→ **Exercise description**
Return every record below exactly as written, but leave out the pictures.

→ **Data in this exercise**
___
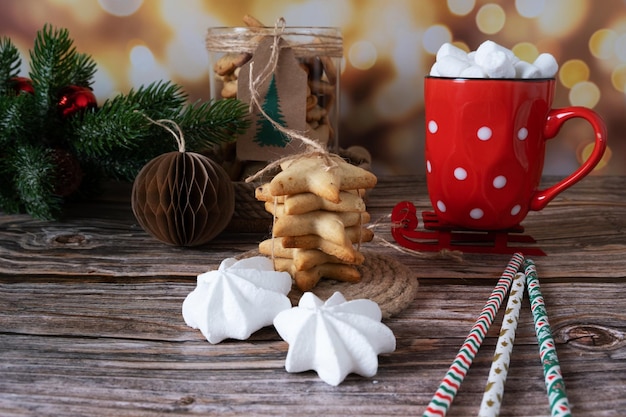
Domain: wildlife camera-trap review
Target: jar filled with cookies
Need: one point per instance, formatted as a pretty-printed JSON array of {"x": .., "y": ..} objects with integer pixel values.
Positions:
[{"x": 289, "y": 76}]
___
→ **Your solution**
Domain: wildlife camera-trap review
Target: jar filled with cookies
Need: one point per instance, formatted as a pretty-printed JSON array of {"x": .., "y": ..} objects with integer pixel values.
Positions:
[{"x": 289, "y": 76}]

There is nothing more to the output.